PROVIDED PASSAGE:
----

Finding the equivalent resistance of a circuit!!

MrChips

Joined Oct 2, 2009
30,712
How would you write it?
R1 is in series with the rest

Req = R1 + [???]

R8 is in parallel with resistors on the left and resistors on the right. Do one at a time.

R11 = R2//R3
R10 = R8//( R11 + R4)

R9 = R7 + R10

See if you can write out the equation for Req using R5, R6, R9
Req = R1 + [ ???]
 

Thread Starter

AntonioDuarte2001

Joined Nov 1, 2020
47
R1 is in series with the rest

Req = R1 + [???]

R8 is in parallel with resistors on the left and resistors on the right. Do one at a time.

R11 = R2//R3
R10 = R8//( R11 + R4)

R9 = R7 + R10

See if you can write out the equation for Req using R5, R6, R9
Req = R1 + [ ???]
20201102_165245.jpg
Like this? I am not sure, i find this very difficult...
 

MrChips

Joined Oct 2, 2009
30,712
No.
R7 is not in parallel with R5 and R6.

Rather that trying to write it all out in one equation, do one step at a time and redraw the circuit using the combined equivalent resistor.

For example,
R11 = R2//R3

Redraw the circuit using R11 instead of R2 and R3.
 

WBahn

Joined Mar 31, 2012
29,978
Hi. thank you both for your help so far. I apologize for not responding faster. simplifying the circuit makes it easier. I think the equivalent resistance would look like this: (it looks a bit confuse)
View attachment 221251
So you are saying that R1 is in series with (R5||R6) and that this is then in series with R7.

Remember what it means for two resistors to be in series: Any and all current that flows through one of them must flow through the other.

So imagine replacing R5 and R6 with their parallel equivalent (let's call it R56). Is it possible for an electron that leaves the right side of R1 to travel a path through the circuit that does not involve going through R56? Sure! It could go through R1 and then over to R8 and down. So R1 is not in series with R56.

Try simplifying the diagram in stages. First, identify those resistors that are clearly in series or clearly in parallel and combine them and redraw the circuit using the combined components.

In this case, R5 and R6 are clearly in parallel, so replace them with R56. Also, R2 and R3 are clearly in parallel, so replace them with R23.

Now you have a circuit that has 6 resistors instead of the original 8. What can you do with R23 and R4 (to get R234)? Then redraw the circuit. Now what can you do with R234 and R8 (to get R2348)?

Keep doing this process until you have a single resistor (namely R12345678, using this naming convention).
 

Thread Starter

AntonioDuarte2001

Joined Nov 1, 2020
47
So you are saying that R1 is in series with (R5||R6) and that this is then in series with R7.

Remember what it means for two resistors to be in series: Any and all current that flows through one of them must flow through the other.

----

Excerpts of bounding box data

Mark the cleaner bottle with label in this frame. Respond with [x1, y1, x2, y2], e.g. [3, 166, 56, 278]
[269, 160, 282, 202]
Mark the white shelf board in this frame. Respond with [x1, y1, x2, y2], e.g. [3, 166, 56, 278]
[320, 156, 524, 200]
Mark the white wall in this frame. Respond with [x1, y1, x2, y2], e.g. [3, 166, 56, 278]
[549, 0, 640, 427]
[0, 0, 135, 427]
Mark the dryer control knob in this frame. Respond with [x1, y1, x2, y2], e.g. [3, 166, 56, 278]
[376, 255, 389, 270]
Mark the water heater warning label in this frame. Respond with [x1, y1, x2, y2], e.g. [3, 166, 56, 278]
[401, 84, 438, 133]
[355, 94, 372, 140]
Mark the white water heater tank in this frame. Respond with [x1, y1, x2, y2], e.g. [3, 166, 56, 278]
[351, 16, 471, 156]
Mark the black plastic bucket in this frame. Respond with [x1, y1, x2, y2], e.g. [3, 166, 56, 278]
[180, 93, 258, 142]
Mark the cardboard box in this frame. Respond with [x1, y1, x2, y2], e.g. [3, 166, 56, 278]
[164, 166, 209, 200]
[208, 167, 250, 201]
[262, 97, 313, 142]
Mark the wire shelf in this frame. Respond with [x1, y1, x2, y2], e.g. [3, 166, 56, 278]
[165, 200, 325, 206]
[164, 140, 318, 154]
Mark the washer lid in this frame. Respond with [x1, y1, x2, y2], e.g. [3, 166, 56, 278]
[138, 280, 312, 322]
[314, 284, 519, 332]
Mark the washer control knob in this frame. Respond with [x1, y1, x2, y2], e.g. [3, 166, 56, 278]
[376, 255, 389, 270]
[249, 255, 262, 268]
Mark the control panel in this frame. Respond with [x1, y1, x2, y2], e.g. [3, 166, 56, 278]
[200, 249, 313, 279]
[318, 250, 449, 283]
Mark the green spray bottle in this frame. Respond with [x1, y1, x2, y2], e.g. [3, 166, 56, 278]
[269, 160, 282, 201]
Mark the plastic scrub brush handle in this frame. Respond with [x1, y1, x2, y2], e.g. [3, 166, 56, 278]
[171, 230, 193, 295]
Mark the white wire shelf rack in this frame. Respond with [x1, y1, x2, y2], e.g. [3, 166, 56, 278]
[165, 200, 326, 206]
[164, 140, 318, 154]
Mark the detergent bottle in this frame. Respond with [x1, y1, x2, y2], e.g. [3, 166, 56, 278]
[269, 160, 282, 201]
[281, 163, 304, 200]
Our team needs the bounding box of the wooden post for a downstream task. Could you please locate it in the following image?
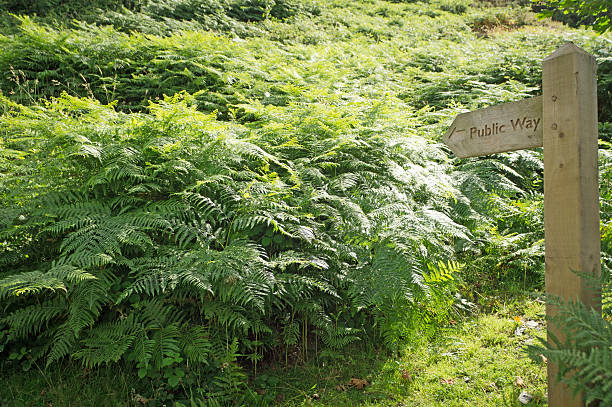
[542,43,601,407]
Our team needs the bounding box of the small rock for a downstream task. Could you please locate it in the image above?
[519,391,533,404]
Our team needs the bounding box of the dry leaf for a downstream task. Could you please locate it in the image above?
[348,377,368,390]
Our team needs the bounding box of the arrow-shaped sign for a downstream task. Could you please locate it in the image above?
[444,96,543,158]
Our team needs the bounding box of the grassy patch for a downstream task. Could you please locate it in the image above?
[267,299,546,407]
[0,299,546,407]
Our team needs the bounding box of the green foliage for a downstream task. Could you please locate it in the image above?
[0,94,469,397]
[0,0,611,405]
[532,296,612,405]
[532,0,612,33]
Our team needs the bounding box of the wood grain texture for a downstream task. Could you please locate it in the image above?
[542,44,601,407]
[443,96,542,158]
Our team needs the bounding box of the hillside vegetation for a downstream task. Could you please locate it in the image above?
[0,0,612,405]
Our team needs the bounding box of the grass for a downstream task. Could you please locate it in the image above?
[0,296,546,407]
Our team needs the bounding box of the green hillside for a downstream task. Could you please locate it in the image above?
[0,0,612,407]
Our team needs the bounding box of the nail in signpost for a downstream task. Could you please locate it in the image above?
[444,43,601,407]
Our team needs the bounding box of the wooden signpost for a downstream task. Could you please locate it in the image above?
[444,43,601,407]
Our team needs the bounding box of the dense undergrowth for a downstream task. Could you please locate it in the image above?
[0,0,612,405]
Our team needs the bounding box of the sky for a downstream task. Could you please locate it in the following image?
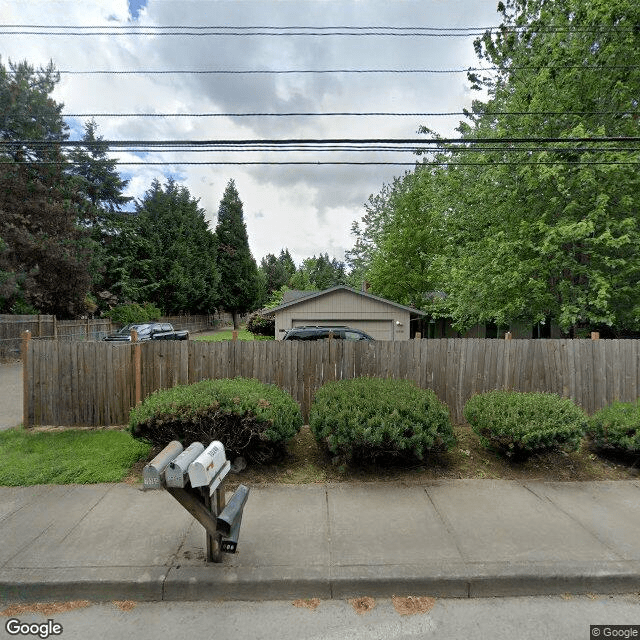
[0,0,499,264]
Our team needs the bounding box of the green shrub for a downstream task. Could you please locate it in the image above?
[309,378,455,463]
[247,311,276,338]
[104,302,162,325]
[587,400,640,453]
[129,378,302,463]
[464,391,587,458]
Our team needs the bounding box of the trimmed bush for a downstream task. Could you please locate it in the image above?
[247,311,276,338]
[129,378,302,463]
[464,391,587,458]
[587,400,640,454]
[309,378,455,463]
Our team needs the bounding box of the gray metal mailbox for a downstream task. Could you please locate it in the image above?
[142,440,249,562]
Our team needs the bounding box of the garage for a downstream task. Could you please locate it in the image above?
[265,286,426,340]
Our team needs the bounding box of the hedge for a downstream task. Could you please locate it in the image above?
[464,391,587,458]
[129,378,302,463]
[309,378,455,463]
[587,400,640,454]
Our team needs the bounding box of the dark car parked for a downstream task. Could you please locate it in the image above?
[283,326,373,342]
[103,322,189,342]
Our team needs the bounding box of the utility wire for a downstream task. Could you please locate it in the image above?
[5,136,640,148]
[62,111,638,118]
[51,64,640,76]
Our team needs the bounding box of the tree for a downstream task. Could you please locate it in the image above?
[216,180,261,329]
[289,253,347,291]
[69,120,132,213]
[0,61,92,318]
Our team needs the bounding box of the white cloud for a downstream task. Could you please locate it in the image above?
[0,0,497,261]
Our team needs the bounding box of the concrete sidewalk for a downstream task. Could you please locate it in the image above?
[0,480,640,602]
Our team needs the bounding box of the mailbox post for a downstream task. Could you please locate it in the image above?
[142,440,249,562]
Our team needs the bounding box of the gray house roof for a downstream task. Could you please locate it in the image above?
[265,285,428,316]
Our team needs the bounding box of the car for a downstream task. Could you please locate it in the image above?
[283,326,373,342]
[102,322,189,342]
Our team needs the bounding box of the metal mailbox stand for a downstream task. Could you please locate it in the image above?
[142,440,249,562]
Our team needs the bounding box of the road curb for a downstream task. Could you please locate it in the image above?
[0,561,640,603]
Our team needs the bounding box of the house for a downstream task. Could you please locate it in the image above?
[265,286,427,340]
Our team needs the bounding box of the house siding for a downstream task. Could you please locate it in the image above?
[276,290,410,340]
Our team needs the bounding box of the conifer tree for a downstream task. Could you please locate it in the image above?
[216,180,261,329]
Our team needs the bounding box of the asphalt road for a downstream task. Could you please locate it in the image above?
[0,593,640,640]
[0,362,22,430]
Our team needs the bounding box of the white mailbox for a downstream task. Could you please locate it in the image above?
[189,440,227,487]
[164,442,204,487]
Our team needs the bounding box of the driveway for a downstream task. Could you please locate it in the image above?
[0,362,22,430]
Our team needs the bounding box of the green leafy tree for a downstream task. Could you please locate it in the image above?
[216,180,262,329]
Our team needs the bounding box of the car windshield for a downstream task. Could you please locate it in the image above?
[118,324,151,335]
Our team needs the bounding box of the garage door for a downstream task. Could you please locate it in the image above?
[292,319,393,340]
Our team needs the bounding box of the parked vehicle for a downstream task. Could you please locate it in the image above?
[283,326,373,342]
[103,322,189,342]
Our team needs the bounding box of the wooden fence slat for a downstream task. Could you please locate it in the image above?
[24,338,640,426]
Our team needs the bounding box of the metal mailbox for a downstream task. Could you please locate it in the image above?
[142,440,182,489]
[142,440,249,562]
[189,440,228,487]
[164,442,204,487]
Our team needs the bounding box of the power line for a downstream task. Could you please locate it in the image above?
[51,64,640,76]
[62,110,638,118]
[0,136,640,149]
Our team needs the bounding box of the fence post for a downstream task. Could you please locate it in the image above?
[20,330,31,427]
[131,329,142,407]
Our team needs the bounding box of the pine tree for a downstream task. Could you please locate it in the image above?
[216,180,261,329]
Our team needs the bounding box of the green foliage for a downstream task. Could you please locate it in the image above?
[348,0,640,336]
[104,302,162,324]
[587,400,640,454]
[0,428,151,487]
[309,378,455,464]
[247,311,276,337]
[129,378,302,463]
[216,180,263,329]
[464,391,587,458]
[289,253,347,291]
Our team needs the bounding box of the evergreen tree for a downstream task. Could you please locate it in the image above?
[216,180,261,329]
[69,120,132,213]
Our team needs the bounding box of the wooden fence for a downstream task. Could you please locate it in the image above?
[24,339,640,426]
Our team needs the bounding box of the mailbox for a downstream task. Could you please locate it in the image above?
[142,440,182,489]
[189,440,228,487]
[164,442,204,487]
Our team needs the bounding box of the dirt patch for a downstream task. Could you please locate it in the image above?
[291,598,320,611]
[0,600,91,618]
[391,596,436,616]
[347,597,376,615]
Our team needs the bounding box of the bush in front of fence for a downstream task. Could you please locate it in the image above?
[309,378,455,464]
[464,391,587,459]
[129,378,302,464]
[587,399,640,454]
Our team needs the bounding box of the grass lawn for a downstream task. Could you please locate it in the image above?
[0,427,151,487]
[193,329,273,342]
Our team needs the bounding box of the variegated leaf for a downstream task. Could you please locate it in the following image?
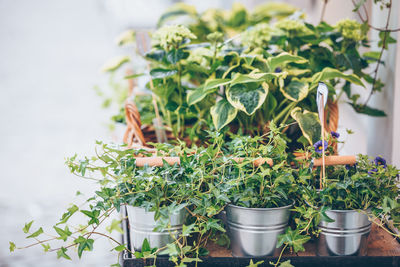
[280,78,309,102]
[226,83,268,115]
[210,99,237,131]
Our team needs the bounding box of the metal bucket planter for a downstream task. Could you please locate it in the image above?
[126,206,187,251]
[317,210,371,256]
[226,205,292,257]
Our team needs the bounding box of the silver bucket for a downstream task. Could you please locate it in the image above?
[317,210,371,256]
[226,204,292,257]
[126,206,187,251]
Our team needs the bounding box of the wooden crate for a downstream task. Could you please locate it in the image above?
[121,207,400,267]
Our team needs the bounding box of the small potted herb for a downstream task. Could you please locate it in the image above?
[296,132,400,256]
[220,124,296,257]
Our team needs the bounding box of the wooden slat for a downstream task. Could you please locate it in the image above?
[135,156,357,167]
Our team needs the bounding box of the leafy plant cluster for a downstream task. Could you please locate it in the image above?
[10,127,400,266]
[101,3,393,150]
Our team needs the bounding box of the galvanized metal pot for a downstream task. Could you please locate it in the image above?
[317,210,371,256]
[226,205,292,257]
[126,206,187,251]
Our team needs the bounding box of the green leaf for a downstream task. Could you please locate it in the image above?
[53,226,72,241]
[187,87,216,106]
[102,56,130,72]
[42,244,51,252]
[150,68,178,79]
[8,241,16,252]
[74,236,94,258]
[312,67,365,87]
[267,52,308,71]
[57,247,71,260]
[210,99,237,131]
[203,79,231,92]
[56,205,79,225]
[26,227,43,238]
[276,227,310,252]
[278,260,294,267]
[280,78,309,102]
[182,223,196,236]
[231,72,281,86]
[142,238,151,252]
[226,83,268,115]
[167,48,184,65]
[349,102,386,117]
[22,221,33,234]
[290,107,321,145]
[114,245,126,252]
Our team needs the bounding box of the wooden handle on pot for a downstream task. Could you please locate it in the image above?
[135,156,357,167]
[135,157,273,167]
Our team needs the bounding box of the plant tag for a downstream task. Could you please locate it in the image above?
[317,82,329,123]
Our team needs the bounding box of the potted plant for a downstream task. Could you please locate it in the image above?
[10,142,231,264]
[290,132,400,256]
[214,124,297,257]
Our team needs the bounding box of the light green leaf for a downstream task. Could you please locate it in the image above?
[280,78,309,102]
[150,68,178,79]
[182,223,196,236]
[267,52,308,71]
[312,68,365,87]
[186,87,216,106]
[231,73,281,86]
[290,107,321,145]
[276,227,311,252]
[203,79,231,91]
[210,99,237,131]
[57,247,71,260]
[42,244,51,252]
[226,83,268,115]
[22,221,33,234]
[26,227,43,238]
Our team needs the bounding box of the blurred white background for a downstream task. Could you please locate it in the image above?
[0,0,400,267]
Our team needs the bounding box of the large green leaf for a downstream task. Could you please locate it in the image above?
[210,99,237,131]
[204,79,231,91]
[226,83,268,115]
[231,72,280,86]
[267,52,308,71]
[290,107,321,145]
[312,67,365,87]
[187,79,231,106]
[280,78,309,102]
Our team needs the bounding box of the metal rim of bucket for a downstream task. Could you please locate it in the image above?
[227,201,294,211]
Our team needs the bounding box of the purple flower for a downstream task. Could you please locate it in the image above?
[331,131,340,139]
[314,140,328,154]
[345,163,357,171]
[374,156,386,168]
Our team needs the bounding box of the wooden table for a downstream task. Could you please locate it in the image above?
[121,220,400,267]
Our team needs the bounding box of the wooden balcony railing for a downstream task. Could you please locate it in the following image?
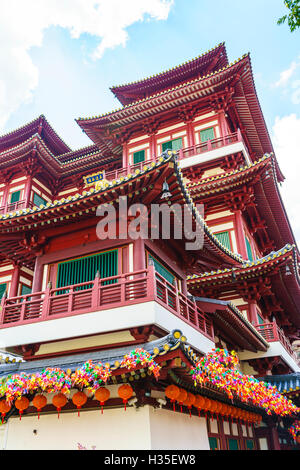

----

LIST OF TASKS:
(a) Rescale the part of the records that opens with the line containing "Our team needs the bounding box of the concrete" and closes with the line containing "[265,285,428,316]", and write out only those lines again, requests included. Multiply every bounding box coordinate in the answers by 1.7 and round each result to a whole number, with halves rounded up.
(b) Write the next part of the forum thread on equivalent resistance, picking up after its last line.
The forum thread on equivalent resistance and the records were drawn from separate sources.

ANSWERS IN ORDER:
(a)
Our team needs the bounding box of the concrete sidewalk for a downstream task. Could you please locate it in the image above?
[0,816,1088,1023]
Our team needs the bounding box of the mailbox post for a downstream task. Could you please locate it in the image above?
[241,748,423,955]
Our team needs the bounding box of the gray house roof for a downstream task. Could you please locate it in the image above?
[451,485,728,537]

(b)
So imagine replacing R5 and R6 with their parallel equivalent (let's call it R56). Is it possible for an electron that leaves the right side of R1 to travel a path through the circuit that does not involve going through R56? Sure! It could go through R1 and then over to R8 and down. So R1 is not in series with R56.

Try simplifying the diagram in stages. First, identify those resistors that are clearly in series or clearly in parallel and combine them and redraw the circuit using the combined components.

In this case, R5 and R6 are clearly in parallel, so replace them with R56. Also, R2 and R3 are clearly in parallel, so replace them with R23.

Now you have a circuit that has 6 resistors instead of the original 8. What can you do with R23 and R4 (to get R234)? Then redraw the circuit. Now what can you do with R234 and R8 (to get R2348)?

Keep doing this process until you have a single resistor (namely R12345678, using this naming convention).
I think i understood now. Please see if its correct.


20201102_173751.jpg
 

ericgibbs

Joined Jan 29, 2010
18,766
hi A,

Check this
1604339448774.png

Update:
Is the last symbol a '1' or a poorly written Ohms symbol.?:rolleyes: Ω

So what is final equivalent numeric value.?
 
Last edited:

ericgibbs

Joined Jan 29, 2010
18,766
hi,
I agree the final is 11 Ohms, you have an error in your equation construction.

So that we can re-examine the circuit reduction, check this image against your incorrect equation
E
It maybe frustrating to be wrong, but keep trying.:)

E
 

Attachments

Thread Starter

AntonioDuarte2001

Joined Nov 1, 2020
47
hi,
I agree the final is 11 Ohms, you have an error in your equation construction.

So that we can re-examine the circuit reduction, check this image against your incorrect equation
E
It maybe frustrating to be wrong, but keep trying.:)

E
Yes, i forgot the "R7". Thank you!
In this circuit i think that R2//R3, R4//R5 and R7, R8, R9 and R10 are in serie.
What do you think?
20201102_213749.jpg
 

ericgibbs

Joined Jan 29, 2010
18,766
hi AD,
Have you now completed the 11Ω problem, if so, please post your final equation.

Will look over the new circuit Fig 8,e.
Post what you think the equation should be.

E

BTW:
The latest circuit you have posted is drawn correctly.
 

Attachments

Last edited:

Thread Starter

AntonioDuarte2001

Joined Nov 1, 2020
47
hi AD,
Have you now completed the 11Ω problem, if so, please post your final equation.

Will look over the new circuit Fig 8,e.
Post what you think the equation should be.

E

BTW:
The latest circuit you have posted is drawn correctly.
Hi.
Sorry for taking so long to answer.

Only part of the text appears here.